**ABOUT THIS TASK**
All of the data should be repeated exactly; pictures are not part of the copy.

--- DATA FOR PROCESSING Enclosed Below ---

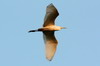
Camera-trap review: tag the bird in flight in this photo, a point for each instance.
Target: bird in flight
(48, 30)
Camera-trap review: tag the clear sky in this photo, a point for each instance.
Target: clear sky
(79, 45)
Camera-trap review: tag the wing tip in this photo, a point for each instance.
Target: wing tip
(49, 58)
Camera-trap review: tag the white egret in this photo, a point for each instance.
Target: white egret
(48, 30)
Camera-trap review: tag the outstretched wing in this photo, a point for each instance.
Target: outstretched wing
(51, 14)
(50, 44)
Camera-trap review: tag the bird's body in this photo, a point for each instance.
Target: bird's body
(48, 30)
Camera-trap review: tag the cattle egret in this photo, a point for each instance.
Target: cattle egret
(48, 30)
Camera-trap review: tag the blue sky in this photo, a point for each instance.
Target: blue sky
(79, 45)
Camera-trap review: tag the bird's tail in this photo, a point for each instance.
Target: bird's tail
(32, 31)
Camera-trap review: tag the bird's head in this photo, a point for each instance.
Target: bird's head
(63, 28)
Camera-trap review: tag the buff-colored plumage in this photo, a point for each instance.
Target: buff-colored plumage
(48, 30)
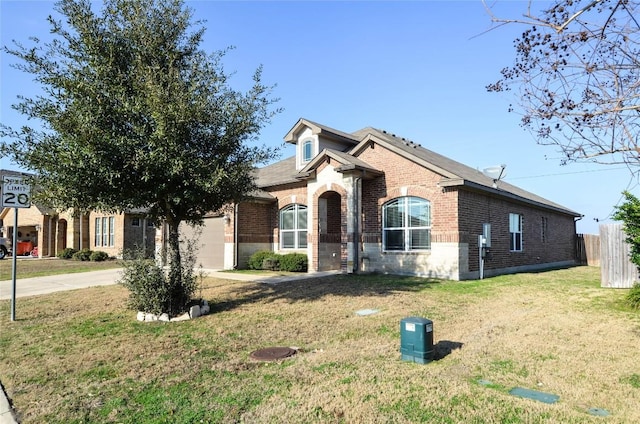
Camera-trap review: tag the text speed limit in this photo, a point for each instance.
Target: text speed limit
(15, 193)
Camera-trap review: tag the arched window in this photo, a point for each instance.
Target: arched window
(406, 224)
(293, 227)
(307, 150)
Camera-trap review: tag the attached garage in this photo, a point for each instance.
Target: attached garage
(211, 242)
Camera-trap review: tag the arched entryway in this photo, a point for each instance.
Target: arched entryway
(330, 225)
(61, 238)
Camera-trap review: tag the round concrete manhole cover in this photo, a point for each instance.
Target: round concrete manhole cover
(272, 353)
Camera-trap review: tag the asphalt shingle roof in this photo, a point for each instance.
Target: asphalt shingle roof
(453, 173)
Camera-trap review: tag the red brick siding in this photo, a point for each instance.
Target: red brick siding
(477, 208)
(334, 195)
(420, 182)
(255, 221)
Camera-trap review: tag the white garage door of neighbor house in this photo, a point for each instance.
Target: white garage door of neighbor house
(211, 243)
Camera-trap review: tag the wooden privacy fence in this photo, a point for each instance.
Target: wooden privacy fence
(588, 249)
(616, 269)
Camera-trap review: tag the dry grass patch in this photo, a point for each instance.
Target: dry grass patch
(81, 357)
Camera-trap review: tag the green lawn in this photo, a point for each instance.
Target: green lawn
(81, 357)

--- End of Enclosed DATA FOR PROCESSING ---

**WRITTEN RESPONSE**
Camera-trap review: tag the bird in flight in this photo, a point for each instance.
Target: bird in flight
(48, 30)
Camera-trap review: tag the clear sky in this photo, a point for each instance.
Target: clear sky
(79, 45)
Camera-trap review: tag the wing tip in this photo, a point for each instance.
Target: wing tip
(49, 58)
Camera-trap review: tag the white egret in this photo, a point for each instance.
Target: white egret
(48, 30)
Camera-trap review: tag the outstretched wing in this photo, a point for each instance.
Target: outstretched wing
(51, 14)
(50, 44)
Camera-trap review: tag the bird's body in this photo, a point for each instance.
Target: bird's body
(48, 30)
Camera-trap review: tag the cattle egret in this photo, a point for each instance.
Target: cattle egret
(48, 30)
Camera-trap review: tag the blue sky in this photo, a point for each instance.
Target: blue sky
(79, 45)
Camera-trap review: tag the bird's tail in this photo, a point for each instance.
Target: bird's tail
(32, 31)
Camera-trap review: tag the bird's head in this photo, a point for each instance.
Target: bird's head
(63, 28)
Camera-trap review: tag the buff-colored plumage in this photo, a point for each instance.
Target: buff-colored plumage
(48, 30)
Camera-trap review: tag the text speed limit in this photo, a point for each instance.
Target: text speed limit
(15, 193)
Camera-trap review: tag the arched window in this photo, a point for each instance.
Target: arched window
(406, 224)
(293, 227)
(307, 150)
Camera-trap review: tag the attached garage in this photo, a point for each instance.
Target: attached garage
(211, 242)
Camera-trap review: tag the arched entryway in this photo, a point for each instance.
Target: arched entryway
(330, 225)
(61, 238)
Camera-trap review: tag the round concrete manhole cover in this photo, a point for each instance.
Target: round concrete manhole cover
(272, 353)
Camera-trap review: tag the asphalt shingle roof in this photo, a point for each instance.
Target: asphalt shingle roof
(453, 173)
Camera-trap review: tag the red brick siding in this photo, a point for each instance.
Target: red brick siding
(477, 208)
(334, 195)
(420, 182)
(255, 221)
Camera-trap review: tag the white garage door of neighbor house in this photo, a point for each instance.
Target: white garage door of neighbor house
(211, 243)
Camera-trap review: tag the wooden privacy fence in this photo, a point for each instance.
Target: wooden privacy fence
(588, 249)
(616, 269)
Camera-trap review: tag the dry grass patch in this photo, a point for each instance.
Target: dry grass patch
(81, 357)
Camera-trap review: tag the green lawn in this photo, a point for each instance.
Target: green lawn
(81, 357)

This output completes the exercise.